GOAL:
Write out the entries below once more, exactly, with the pictures left out.

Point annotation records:
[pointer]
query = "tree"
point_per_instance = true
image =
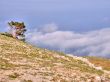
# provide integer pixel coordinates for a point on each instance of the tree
(17, 30)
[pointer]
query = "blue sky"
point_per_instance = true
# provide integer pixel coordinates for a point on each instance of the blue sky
(79, 27)
(76, 15)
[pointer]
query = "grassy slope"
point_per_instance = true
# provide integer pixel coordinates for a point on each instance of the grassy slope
(17, 55)
(103, 62)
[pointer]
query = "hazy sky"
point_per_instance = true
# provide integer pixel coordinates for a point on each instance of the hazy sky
(77, 15)
(80, 27)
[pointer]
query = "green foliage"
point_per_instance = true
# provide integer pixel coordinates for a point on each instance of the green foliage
(17, 30)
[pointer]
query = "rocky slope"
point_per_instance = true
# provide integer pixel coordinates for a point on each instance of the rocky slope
(21, 62)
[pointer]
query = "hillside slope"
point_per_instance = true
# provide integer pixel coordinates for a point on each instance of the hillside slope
(21, 62)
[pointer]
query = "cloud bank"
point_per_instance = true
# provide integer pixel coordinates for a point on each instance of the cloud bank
(93, 43)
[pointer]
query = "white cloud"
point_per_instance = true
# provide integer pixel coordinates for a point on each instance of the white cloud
(94, 43)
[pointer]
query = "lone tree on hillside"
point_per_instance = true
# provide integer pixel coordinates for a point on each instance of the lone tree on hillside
(17, 30)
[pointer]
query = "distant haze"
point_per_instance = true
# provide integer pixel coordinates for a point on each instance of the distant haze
(81, 27)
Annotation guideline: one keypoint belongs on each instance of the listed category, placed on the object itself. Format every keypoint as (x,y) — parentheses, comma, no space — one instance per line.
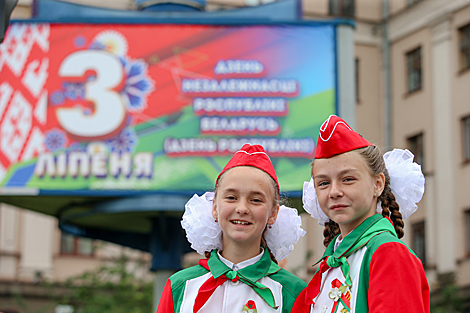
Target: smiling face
(243,205)
(346,189)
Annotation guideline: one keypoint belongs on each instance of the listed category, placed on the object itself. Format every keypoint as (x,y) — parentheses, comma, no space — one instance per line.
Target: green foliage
(110,289)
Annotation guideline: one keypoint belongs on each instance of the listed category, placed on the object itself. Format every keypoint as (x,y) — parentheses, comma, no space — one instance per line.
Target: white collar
(239,266)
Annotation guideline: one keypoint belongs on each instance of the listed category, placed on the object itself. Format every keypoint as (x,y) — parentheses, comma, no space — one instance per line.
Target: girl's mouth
(236,222)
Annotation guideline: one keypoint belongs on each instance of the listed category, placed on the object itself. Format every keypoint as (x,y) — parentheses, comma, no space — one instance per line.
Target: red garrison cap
(251,155)
(337,137)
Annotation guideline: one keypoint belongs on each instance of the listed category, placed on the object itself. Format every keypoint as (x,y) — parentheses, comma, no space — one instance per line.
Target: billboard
(159,107)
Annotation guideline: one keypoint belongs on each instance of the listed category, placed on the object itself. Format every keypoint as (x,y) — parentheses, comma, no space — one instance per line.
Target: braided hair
(376,164)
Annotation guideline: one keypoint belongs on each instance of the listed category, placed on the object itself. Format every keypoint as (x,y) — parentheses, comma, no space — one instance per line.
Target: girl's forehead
(244,175)
(349,160)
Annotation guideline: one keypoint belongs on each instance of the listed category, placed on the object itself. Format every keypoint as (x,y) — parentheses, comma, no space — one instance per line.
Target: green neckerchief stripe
(248,275)
(357,239)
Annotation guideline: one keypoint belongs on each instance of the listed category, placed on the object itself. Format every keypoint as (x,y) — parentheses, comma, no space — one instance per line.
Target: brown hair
(376,164)
(276,201)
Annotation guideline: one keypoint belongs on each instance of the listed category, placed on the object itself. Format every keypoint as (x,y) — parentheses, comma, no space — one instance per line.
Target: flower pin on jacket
(250,307)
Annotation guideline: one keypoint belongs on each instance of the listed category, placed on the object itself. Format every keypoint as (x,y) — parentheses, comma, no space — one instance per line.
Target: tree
(110,289)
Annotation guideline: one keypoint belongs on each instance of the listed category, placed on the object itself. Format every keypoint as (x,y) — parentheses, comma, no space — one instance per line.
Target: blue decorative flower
(124,142)
(57,97)
(55,139)
(138,84)
(79,41)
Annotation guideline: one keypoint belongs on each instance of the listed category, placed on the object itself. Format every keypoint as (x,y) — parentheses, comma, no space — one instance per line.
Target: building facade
(412,90)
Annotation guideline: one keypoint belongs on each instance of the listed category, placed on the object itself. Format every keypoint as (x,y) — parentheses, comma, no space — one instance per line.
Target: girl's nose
(242,208)
(335,191)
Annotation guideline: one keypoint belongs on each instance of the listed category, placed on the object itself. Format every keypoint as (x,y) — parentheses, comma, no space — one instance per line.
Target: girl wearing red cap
(242,230)
(362,197)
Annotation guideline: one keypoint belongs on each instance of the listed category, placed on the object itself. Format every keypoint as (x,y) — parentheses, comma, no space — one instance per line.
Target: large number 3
(109,109)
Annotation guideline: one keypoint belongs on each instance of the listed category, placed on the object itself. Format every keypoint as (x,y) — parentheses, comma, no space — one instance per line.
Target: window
(414,70)
(467,228)
(464,41)
(357,80)
(419,241)
(70,244)
(416,146)
(344,8)
(412,2)
(466,138)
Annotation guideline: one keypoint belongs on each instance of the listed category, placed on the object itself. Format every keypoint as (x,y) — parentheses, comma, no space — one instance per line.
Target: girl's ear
(214,209)
(379,183)
(272,218)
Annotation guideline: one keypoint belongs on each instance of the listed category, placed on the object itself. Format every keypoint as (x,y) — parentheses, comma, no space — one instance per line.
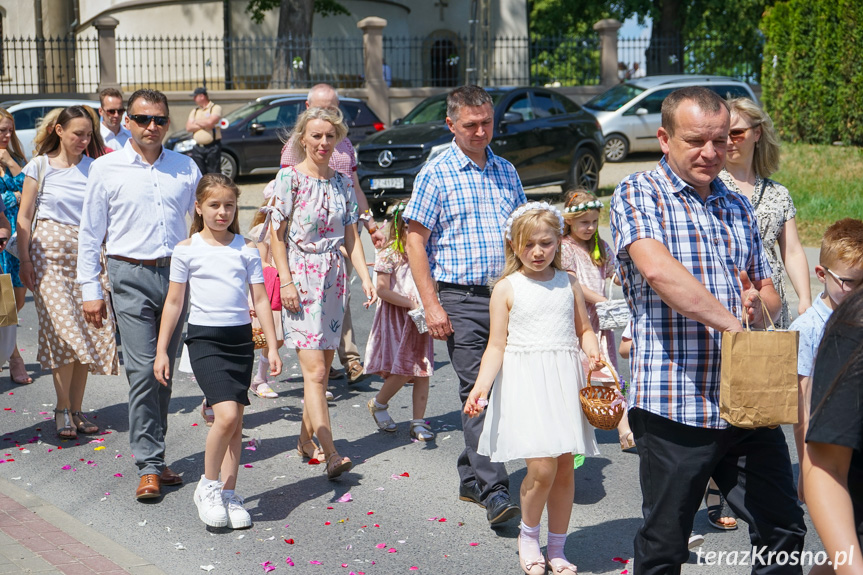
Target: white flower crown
(591,205)
(521,210)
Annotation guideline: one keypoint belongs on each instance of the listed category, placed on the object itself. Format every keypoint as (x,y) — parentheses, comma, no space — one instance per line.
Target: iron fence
(675,55)
(49,65)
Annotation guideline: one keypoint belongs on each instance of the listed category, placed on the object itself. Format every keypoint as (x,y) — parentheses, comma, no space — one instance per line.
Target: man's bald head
(322,96)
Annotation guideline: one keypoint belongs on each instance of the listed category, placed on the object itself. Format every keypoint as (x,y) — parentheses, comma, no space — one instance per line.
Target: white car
(630,114)
(29,113)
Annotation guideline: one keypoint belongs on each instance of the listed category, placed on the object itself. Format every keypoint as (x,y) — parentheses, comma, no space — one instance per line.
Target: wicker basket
(596,403)
(258,338)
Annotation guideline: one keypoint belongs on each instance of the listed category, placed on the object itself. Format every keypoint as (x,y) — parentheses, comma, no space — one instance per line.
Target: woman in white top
(68,345)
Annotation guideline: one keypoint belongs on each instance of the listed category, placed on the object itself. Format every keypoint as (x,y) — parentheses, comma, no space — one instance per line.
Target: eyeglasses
(738,134)
(144,120)
(845,284)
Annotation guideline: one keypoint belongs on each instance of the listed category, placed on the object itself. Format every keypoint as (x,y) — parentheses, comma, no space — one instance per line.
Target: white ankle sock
(555,545)
(529,537)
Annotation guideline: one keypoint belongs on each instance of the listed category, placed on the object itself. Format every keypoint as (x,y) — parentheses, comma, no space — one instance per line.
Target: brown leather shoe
(148,488)
(355,371)
(168,477)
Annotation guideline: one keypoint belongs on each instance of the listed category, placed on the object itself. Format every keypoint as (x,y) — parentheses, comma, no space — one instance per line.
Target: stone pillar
(607,30)
(107,52)
(377,92)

EXPECTED OUTPUT:
[pointer]
query = "tree"
point_per_instance = true
image =
# provide integer pixel coordinates for a point on each instance of the tree
(17, 30)
[pointer]
query = "blue sky"
point_per_instance = true
# provide integer pixel coordinates for a point on each instance of the blue sky
(79, 27)
(76, 15)
[pointer]
query = "grassy slope"
point_per_instance = true
# provide integer pixel coordinates for a point on each instance of the grassy slope
(17, 55)
(103, 62)
[pointer]
query = "hazy sky"
point_per_instance = true
# provide integer pixel coordinates for a point on each instance of the hazy sky
(77, 15)
(80, 27)
[pointer]
query = "green foliage"
point_per_instance = true
# provide integer pixel coordinates for a point on each instance of the green foliage
(17, 30)
[pointer]
query = "rocky slope"
point_per_instance = true
# provide integer pixel coordinates for a point on each instance of the rocky slope
(21, 62)
[pointer]
query = "hillside slope"
point_per_instance = true
# provide integer pixel coordinates for a point on each instance of the hillside slope
(21, 62)
[pointer]
query = "cloud bank"
point_per_instance = true
# provide integer pixel coordinates for a point on each instance of the cloud bank
(93, 43)
[pointer]
query = "white cloud"
point_per_instance = true
# provide integer pixel coordinates for a point on each instance of the white cloud
(94, 43)
[pointer]
query = "lone tree on hillside"
point_per_instance = true
# provide integer pixel coordinates for a point on each instance of the lone tree on hillside
(17, 30)
[pointer]
query = "distant haze"
point_per_instance = true
# provide integer pixel coordinates for a point on each instance of the distant haze
(81, 27)
Annotation guideline: one keypoint belongs on each instance of the listed category, placed on the object itself. Format every keypoint as (x,y) — parentheses, comma, no space — one instance per line.
Target: smiling face
(243,205)
(346,189)
Annotation guideline: one keypoint belongs on each instance of the listed category, placed on the object itself. Format every keypoint as (x,y) — parentheses, comma, no space — one instance per line.
Target: green foliage
(110,289)
Annotation guideline: one keypoint belongs on each instance of the listed category, placed on the object itself. Format every keypoint as (x,y) — parentheses, comma, no space — one instance per line.
Target: white collar
(239,266)
Annotation guideline: one keypoint belongs on each instance of the listed category, placed on the object itself. Format every keypoint as (x,y) — parentheses, comma, no space — one instance per line.
Target: girl's mouth
(236,222)
Annotation guideline: one keypoint belongs on each instance of the listed category, placed on the object itself. Format every keypoint as (x,y) — parentheses, comma, no space — one instance per line.
Target: red garrison cap
(251,155)
(337,137)
Annotation guideline: one keypoint belongs on each instance of the listed category, placed on the object itself. Format every keypoint as (x,y) — parentheses, comma, no space — one instance per line.
Target: billboard
(159,107)
Annotation guideline: one keypoint belongs on each instance of the listed category, placed on the object itself. Format every keypoint as (x,y) — parentheses, comma, no space — one instance per line.
Target: braided hair
(376,164)
Annotation guideline: one keypoint belongs on each instance of the listed category, placed on the object itself. Format every keypoint as (x,y) — parentheses, comma, no space — one instance per line.
Target: girl's forehead
(244,175)
(349,160)
Annotation guideline: one keypoint belongs on each instance of the listed category, placed on the object itself. Format every keypoint as (x,y) — parentheses, comma, no space — one instance per line.
Target: green neckerchief stripe
(248,275)
(357,239)
Annotation guideline: one keypoint belongs on each instance of the listed category, placed on the object itself. Format every keypoint as (x,y) — parentheses, comma, no space — one instance per line.
Target: brown hair
(376,164)
(276,201)
Annotation guideline: one keypoint belongs on each instance of the listed category, placed on the object itself. Format every keypoint as (x,y) — parentheses, comma, no space — one instance per line.
Target: flower pin on jacket
(250,307)
Annotation guideline: one keypoint belongs on each instance of the listed category, placed on the object itself. Format every keypoint as (x,y) — parentheses, comma, no space — one instance per line.
Target: tree
(110,289)
Annotation guideline: one keypoint belongs on each instance of the listed category, placed on the object itself. Format every keypoint as (x,y) — parentheses, comma, no space — one instance per line.
Target: blue decorative flower
(124,142)
(57,97)
(55,139)
(138,84)
(79,41)
Annotation guideline: one keypoint belongs on each instance of the listed category, placed on the object itself. Format every keypoint as (x,y) — parentheses, comma, no space — one instance per line.
Target: building facade
(412,90)
Annotation guideline: one keypoint belongs on each instance of the listed category, placed on the object itself. Format every keypoint as (x,y) — parentheses, comma, no space — one instance per line.
Target: girl's nose
(242,208)
(335,191)
Annotation guideline: one keypoint belongs on each instance of the listed category, placed on the object itself. Format every keypoint as (x,y) — parentheses, comma, no space — one instance per line.
Target: girl wearing red cap
(242,230)
(362,197)
Annotation guideline: one keypoint belongs on each instance of the listed category, placed on the object itself. Format every keypoint as (x,y) — parentheses, comma, no space — one instance per line.
Target: large number 3
(109,109)
Annotation guideline: one keypoint belongs on each instance of the listed category, placed on the object itself. Format every keypoint as (x,y) — parentheses, comma, no space — one instance per line.
Target: window
(414,70)
(467,228)
(464,41)
(357,80)
(419,241)
(70,244)
(416,146)
(344,8)
(412,2)
(466,138)
Annotation guideline: one keypoint belongs on each instance of the listed category, placed on the object itself. Format every keypoint as (x,y) — parentheses, comma, no space — one instance per line.
Target: girl's ear
(214,209)
(379,183)
(272,218)
Annotation guideline: one keypoint belongs on each instance of the listed category, placed on the object itself. Format every keypoint as (x,y) — parentheses, comma, no space — one instance per line.
Target: white flower crown
(591,205)
(521,210)
Annotation guideline: one keypoint belongs on each instance of the listed category, placed on the object itself. Format every keypoint as (x,y) — parentheses, comma, no space — one instance per line.
Target: iron fence
(675,55)
(49,65)
Annotation guideline: one keypoint belongs on each instance of the listed category, placed on the object itself. Format every keypoint as (x,y) — parentheses, comma, no space — one instance per line.
Target: man's bald head
(322,96)
Annotation guideline: one keypoint belongs on each instance of the listed category, placed on the object itself. Format every keypoint as (x,y) — parentheses, comma, no space — one instance per line.
Target: white car
(630,114)
(29,113)
Annotation guideline: one keypoint belongs on each instance of the listed category, placed on the object itself. Format every keypoint as (x,y) — parentheses, comma, no space — one instance per line.
Target: wicker basket
(596,403)
(258,338)
Annotation guideline: one keypoint belongs on each instance of the listed category, placed on the object itself. Format every keypoint as (x,y) — parentheses, comma, no space — one instance per line.
Target: woman in white top
(68,345)
Annotation guideline: one keypoint belongs on each instance of the listed category, placed on the object itself. Format every keypoint as (x,y) — parentheses, comma, no space — one instance per line.
Target: eyeglasses
(738,134)
(144,120)
(845,284)
Annotation guideline: one keypoint belongs on each instance of the listed category, placed on the object itself. Format every keypoint as (x,y) — parentheses, comma, no space — one instance per line.
Target: white ankle sock
(555,545)
(529,537)
Annotation guideline: one keypoint belongs on each instance of the listed category, placed on the object itself. Format every keypoint as (x,y) — parentheses, comma, no space — one instance per line.
Target: brown leather shoe
(148,488)
(355,371)
(168,477)
Annotation guideline: one keypoint belongs on each instance of the listed category, placed on the object itself. Format every keypoint as (x,y) — parentheses, comma, no space — one instance per line.
Target: stone pillar
(607,30)
(107,52)
(377,92)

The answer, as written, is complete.